> **Records of labeled boxes**

+ + + + +

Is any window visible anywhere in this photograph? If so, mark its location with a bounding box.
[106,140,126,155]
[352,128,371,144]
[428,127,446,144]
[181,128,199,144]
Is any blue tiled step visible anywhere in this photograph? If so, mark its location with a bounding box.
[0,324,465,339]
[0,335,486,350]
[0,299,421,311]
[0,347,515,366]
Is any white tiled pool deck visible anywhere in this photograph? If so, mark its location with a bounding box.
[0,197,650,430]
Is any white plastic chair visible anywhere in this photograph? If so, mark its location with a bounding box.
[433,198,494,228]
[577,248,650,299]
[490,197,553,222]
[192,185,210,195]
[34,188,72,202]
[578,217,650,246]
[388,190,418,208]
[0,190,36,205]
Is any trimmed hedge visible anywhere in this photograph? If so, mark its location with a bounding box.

+ + + + +

> **Exercise requirements**
Rewrite every one of the records above as a numbered list, leaving out any blank lines.

> **The answer**
1. Is any window visible anywhere in this photograph? If so, mark its location with a bounding box.
2. [106,140,126,155]
3. [352,128,371,144]
4. [428,127,446,144]
5. [181,128,199,144]
6. Is any blue tiled step visible anywhere in this photograph? If so, mark its location with a bounding box.
7. [0,324,465,339]
8. [0,335,486,350]
9. [0,299,421,311]
10. [0,347,515,366]
11. Is any white tiled pool deck visible anywhere in this photograph? If so, mark its location with a bounding box.
12. [0,197,650,430]
13. Is any white plastic chair visible anywhere in this photograph? If so, mark its location with a bounding box.
14. [433,198,494,228]
15. [577,248,650,299]
16. [490,197,553,222]
17. [192,185,210,195]
18. [34,188,72,202]
19. [578,217,650,246]
20. [388,190,418,208]
21. [0,190,36,205]
22. Is any trimmed hedge visible anywhere in this photograph? If so, mark its location with a bounding box.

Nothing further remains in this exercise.